*** Excerpt Section Begins ***
Redeemed or Forgiven? Part 5

Redeemed or Forgiven?
Part 5 of 8

This part 5 will cover what happened with the Person of Jesus Christ and His death on the Cross along with being born again and salvation by faith.


According to the Hebrew Roots Movement and at least a few of the Seventh Day Adventists, the only thing that happened with the Cross is that our sins were forgiven and the previous temple sacrifices were fulfilled through the sacrifice of Christ. When the issue of fulfillment concerning the Law is up for debate, the HRM holds to the position that fulfillment is STRICTLY reserved to the messianic prophecies concerning Christ’s appearing and the temple sacrifices or Passover.

The focus of this article will be centered on what do the function and purpose the Cross of Christ has to do with the fall of man and original sin and we will see how that applies the to the differences between the Law and the born again life by faith.

Did Jesus Christ only redeem us through forgiveness from the sins and penalties in relation to the Law? Let’s look at this verse that would seem to indicate that:

“And for this reason He is the Mediator of the new covenant, by means of death, for the redemption of the transgressions under the first covenant, that those who are called may receive the promise of the eternal inheritance.”
(Hebrews 9:15)
*** Excerpt Section Ends ***
= What is required =
Transcribe the part of the "Redeemed or Forgiven?" excerpt starting with "This part 5" and going on through "life by faith.".
*** Given records Section Begins ***
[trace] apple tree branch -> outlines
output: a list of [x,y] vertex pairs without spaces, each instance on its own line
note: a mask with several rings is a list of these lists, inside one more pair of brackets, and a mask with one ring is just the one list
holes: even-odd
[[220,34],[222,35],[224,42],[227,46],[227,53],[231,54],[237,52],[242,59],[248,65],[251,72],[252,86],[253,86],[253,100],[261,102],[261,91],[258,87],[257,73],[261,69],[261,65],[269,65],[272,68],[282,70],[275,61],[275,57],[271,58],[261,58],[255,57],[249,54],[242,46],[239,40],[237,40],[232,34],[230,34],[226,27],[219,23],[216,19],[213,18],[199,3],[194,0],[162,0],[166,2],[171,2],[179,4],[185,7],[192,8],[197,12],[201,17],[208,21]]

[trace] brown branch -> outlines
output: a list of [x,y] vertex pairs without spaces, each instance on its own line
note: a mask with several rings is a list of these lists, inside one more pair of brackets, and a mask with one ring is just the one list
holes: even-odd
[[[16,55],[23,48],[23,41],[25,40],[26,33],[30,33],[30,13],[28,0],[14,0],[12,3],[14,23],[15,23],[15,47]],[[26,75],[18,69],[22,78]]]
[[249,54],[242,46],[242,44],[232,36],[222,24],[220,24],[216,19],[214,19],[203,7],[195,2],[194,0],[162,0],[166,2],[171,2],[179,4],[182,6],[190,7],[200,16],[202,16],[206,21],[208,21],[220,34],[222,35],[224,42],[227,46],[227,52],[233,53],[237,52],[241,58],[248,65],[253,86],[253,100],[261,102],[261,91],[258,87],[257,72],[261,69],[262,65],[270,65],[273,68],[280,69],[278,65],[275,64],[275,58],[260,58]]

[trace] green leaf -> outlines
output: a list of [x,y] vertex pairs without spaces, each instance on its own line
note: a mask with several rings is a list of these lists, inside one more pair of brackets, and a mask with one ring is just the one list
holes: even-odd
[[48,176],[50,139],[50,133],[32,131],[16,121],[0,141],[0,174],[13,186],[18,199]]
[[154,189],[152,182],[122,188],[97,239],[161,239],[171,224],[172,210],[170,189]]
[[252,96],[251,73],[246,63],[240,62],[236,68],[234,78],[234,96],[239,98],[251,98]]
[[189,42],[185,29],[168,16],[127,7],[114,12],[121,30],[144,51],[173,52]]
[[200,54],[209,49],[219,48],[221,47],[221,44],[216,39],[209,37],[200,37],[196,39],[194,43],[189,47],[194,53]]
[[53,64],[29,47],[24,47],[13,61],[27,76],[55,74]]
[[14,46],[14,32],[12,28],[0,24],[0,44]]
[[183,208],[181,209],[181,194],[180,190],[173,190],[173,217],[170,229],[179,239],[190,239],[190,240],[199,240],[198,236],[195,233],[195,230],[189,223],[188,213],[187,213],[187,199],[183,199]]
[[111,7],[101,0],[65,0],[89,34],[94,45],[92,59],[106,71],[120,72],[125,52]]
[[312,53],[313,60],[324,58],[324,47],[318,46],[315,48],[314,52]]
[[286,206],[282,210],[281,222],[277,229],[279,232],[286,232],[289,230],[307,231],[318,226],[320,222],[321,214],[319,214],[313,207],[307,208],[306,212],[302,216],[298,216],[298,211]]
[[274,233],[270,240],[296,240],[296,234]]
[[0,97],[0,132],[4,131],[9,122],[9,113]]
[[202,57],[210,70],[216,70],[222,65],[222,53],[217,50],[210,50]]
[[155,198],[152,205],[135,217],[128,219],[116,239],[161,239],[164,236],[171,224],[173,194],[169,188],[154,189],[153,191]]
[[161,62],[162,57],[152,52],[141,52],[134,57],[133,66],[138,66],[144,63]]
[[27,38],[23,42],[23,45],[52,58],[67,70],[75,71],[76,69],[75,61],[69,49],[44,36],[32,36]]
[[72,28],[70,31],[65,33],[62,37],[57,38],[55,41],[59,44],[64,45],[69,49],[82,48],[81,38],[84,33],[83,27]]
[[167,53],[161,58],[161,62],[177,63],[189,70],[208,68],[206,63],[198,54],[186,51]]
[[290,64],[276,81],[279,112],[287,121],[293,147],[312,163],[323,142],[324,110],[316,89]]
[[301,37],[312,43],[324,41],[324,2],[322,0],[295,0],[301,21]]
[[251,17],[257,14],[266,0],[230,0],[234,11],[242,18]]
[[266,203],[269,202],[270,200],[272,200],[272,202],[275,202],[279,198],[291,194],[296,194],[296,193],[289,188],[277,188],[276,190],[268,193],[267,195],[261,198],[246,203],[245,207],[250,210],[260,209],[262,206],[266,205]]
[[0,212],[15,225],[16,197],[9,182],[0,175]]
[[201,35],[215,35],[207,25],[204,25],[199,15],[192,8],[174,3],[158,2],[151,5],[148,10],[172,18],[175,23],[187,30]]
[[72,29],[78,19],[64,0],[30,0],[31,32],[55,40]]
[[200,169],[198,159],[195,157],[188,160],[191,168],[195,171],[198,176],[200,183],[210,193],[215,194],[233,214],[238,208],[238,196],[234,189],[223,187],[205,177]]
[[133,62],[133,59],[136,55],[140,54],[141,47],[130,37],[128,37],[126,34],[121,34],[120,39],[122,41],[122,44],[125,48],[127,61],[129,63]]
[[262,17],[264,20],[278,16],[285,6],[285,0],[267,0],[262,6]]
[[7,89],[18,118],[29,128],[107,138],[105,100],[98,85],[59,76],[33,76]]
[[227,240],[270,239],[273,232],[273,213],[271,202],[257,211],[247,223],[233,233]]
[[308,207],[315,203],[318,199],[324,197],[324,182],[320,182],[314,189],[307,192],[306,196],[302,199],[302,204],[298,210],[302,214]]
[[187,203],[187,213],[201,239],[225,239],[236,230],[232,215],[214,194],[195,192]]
*** Given records Section Ends ***
= Task answer =
This part 5 will cover what happened with the Person of Jesus Christ and His death on the Cross along with being born again and salvation by faith.


According to the Hebrew Roots Movement and at least a few of the Seventh Day Adventists, the only thing that happened with the Cross is that our sins were forgiven and the previous temple sacrifices were fulfilled through the sacrifice of Christ. When the issue of fulfillment concerning the Law is up for debate, the HRM holds to the position that fulfillment is STRICTLY reserved to the messianic prophecies concerning Christ’s appearing and the temple sacrifices or Passover.

The focus of this article will be centered on what do the function and purpose the Cross of Christ has to do with the fall of man and original sin and we will see how that applies the to the differences between the Law and the born again life by faith.